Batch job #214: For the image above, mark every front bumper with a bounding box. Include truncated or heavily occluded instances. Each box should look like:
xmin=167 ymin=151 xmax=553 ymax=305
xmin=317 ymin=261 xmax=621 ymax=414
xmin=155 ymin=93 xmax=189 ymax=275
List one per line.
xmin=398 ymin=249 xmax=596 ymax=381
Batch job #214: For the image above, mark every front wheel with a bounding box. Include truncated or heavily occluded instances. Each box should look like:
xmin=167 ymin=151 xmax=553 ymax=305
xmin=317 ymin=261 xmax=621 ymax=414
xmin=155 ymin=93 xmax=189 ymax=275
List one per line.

> _EXERCISE DETAILS_:
Rewrite the lines above as a numbered list, leaving out any blank lines.

> _OUTPUT OF THE EXERCISE_:
1. Batch job #214: For the image above, mark every front bumper with a bounding box. Include truncated or heavily occluded instances. Each box should look like:
2. xmin=167 ymin=151 xmax=553 ymax=305
3. xmin=317 ymin=261 xmax=621 ymax=414
4. xmin=155 ymin=93 xmax=189 ymax=275
5. List one per line.
6. xmin=398 ymin=249 xmax=596 ymax=381
7. Batch job #214: For the image above, mark every front wheel with a bounding box. Include truncated or heavily occluded instances. Each box should look like:
8. xmin=167 ymin=151 xmax=553 ymax=305
9. xmin=317 ymin=261 xmax=621 ymax=414
10. xmin=155 ymin=93 xmax=189 ymax=275
11. List one per line.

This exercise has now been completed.